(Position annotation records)
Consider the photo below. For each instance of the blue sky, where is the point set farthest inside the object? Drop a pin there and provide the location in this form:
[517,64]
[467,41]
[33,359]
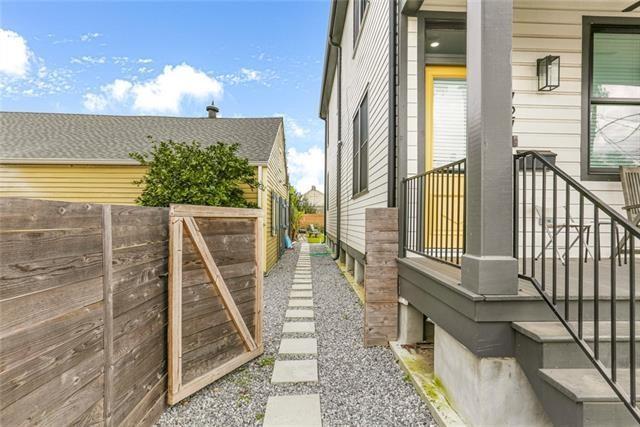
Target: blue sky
[171,58]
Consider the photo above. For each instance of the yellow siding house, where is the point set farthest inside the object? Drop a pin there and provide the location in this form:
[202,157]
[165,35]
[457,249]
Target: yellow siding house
[85,158]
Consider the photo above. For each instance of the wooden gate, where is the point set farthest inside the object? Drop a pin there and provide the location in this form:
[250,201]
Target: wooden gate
[215,294]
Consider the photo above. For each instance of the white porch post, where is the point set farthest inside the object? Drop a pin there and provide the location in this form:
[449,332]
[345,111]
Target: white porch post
[488,267]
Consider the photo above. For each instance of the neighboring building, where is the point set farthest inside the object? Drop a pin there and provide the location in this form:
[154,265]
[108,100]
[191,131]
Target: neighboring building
[315,198]
[85,158]
[397,77]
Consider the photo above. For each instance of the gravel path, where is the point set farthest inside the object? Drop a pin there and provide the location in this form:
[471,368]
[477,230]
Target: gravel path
[357,385]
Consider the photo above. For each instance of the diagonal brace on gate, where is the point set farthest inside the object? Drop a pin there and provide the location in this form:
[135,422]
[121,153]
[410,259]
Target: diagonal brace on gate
[218,282]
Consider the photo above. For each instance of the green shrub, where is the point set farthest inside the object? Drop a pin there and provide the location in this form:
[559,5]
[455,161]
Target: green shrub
[189,173]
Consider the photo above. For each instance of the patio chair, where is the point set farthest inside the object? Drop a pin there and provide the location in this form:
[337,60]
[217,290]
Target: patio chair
[560,226]
[630,180]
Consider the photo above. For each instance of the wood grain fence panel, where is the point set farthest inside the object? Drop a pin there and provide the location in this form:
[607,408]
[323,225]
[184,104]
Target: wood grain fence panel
[381,276]
[26,214]
[140,267]
[84,309]
[51,311]
[218,285]
[56,332]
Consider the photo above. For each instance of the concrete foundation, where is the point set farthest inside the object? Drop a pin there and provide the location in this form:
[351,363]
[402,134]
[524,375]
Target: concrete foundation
[485,390]
[358,272]
[410,324]
[349,261]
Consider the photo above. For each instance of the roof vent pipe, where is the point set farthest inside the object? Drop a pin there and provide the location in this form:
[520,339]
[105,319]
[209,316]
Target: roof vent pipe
[213,111]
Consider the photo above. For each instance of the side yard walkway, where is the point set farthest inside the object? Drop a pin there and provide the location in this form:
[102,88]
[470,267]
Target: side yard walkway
[314,367]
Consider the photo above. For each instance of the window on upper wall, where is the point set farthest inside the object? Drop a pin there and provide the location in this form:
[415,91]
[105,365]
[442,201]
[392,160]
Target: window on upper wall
[361,148]
[359,9]
[611,102]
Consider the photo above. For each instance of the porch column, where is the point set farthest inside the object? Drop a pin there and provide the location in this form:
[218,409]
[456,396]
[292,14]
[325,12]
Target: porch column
[488,266]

Task to complete: Please write out every row above word for word, leaving the pictures out.

Answer below:
Consider the photo below. For each instance of the blue sky, where is the point set farthest inside the object? Drop a pin there and provide the location in this form:
[517,64]
[467,41]
[33,359]
Target: blue sky
[171,58]
Consider the photo above. For each instance of the yellow siding house, where is the point set farthest inside the object? Drop a pin there and provide the location in this form:
[202,157]
[165,35]
[457,249]
Target: yellow siding house
[85,158]
Consider the photo above. For each instance of the wooden gate, where is the point set farthest inside the object? Drop a pin there and provide the location in this form:
[250,201]
Target: wooden gate
[215,294]
Consider the photo above. For each instance of the white porch post, where is the point set farthest inside the object? Drop a pin there and provide the location in this form:
[449,332]
[345,111]
Target: white porch post
[488,267]
Consider the photo above. For each instance of the neighboring building, where is the point set farthest inside the object? Drop a pin there and provide the location in this form:
[154,265]
[108,100]
[191,131]
Target: neighboring building
[315,198]
[85,158]
[397,77]
Consider the photo above. For each instance of the gravel path, where is the point set farthest inside the object? Drop a pin there and provide the location in this form:
[471,368]
[477,230]
Target: gravel path
[357,385]
Consider the photo above. For each instance of the diagonal brace on gate, where is the point set farthest inside the object? Drop a pin there and provide the location in this form:
[135,422]
[121,153]
[410,259]
Target: diagonal brace on gate
[218,282]
Consider the photo above. For each instance of the green shrub, where is the point set farthest inside the object? Drop a pin there and provide the location in this form:
[559,5]
[455,161]
Target: green shrub
[189,173]
Consider the photo above. For each instance of the patio chair, where is the point set farthest inside the object? Drop a pin there and provide the location in this form:
[337,60]
[217,290]
Target: patio chair
[560,226]
[630,180]
Consider the photo above. For each instance of the wood grain fence panel, where is the point set farthest inside the object? Drop a pin there and provide the location in this form:
[607,408]
[323,225]
[184,104]
Target: wood grain fence panel
[381,276]
[26,214]
[140,267]
[84,309]
[51,311]
[218,285]
[56,332]
Consider the photo above. For each instance of the concrete foundation, where is the point set farthest inside the object? Drop a pin there and provide the location in this form:
[351,363]
[402,134]
[524,375]
Target: concrete foundation
[485,390]
[358,272]
[410,324]
[349,261]
Consider the photo above. For each instance of the roof vent pipe, where is the point set farthest inside the object? Drop a pin there and provide the location in this form:
[520,339]
[105,319]
[209,316]
Target: roof vent pipe
[213,111]
Consider the photo above. For each instance of the side yard walkway, where is the point set farthest inside the object? Drop a pin there and provide the location in this form:
[102,88]
[470,267]
Target: side yard walkway
[314,367]
Consider the photo above. For each instance of the window on upper wall, where is the point set farthest inside the object? Drop a pin there and provide the location in this form:
[415,91]
[105,365]
[442,201]
[392,160]
Target: window on upper wall
[361,148]
[359,9]
[611,102]
Consider the photo above. For each instance of the porch column, where is the point set farthest inside the object? Drop a pin there and provide the location in this form:
[218,409]
[456,396]
[292,14]
[325,12]
Target: porch column
[488,266]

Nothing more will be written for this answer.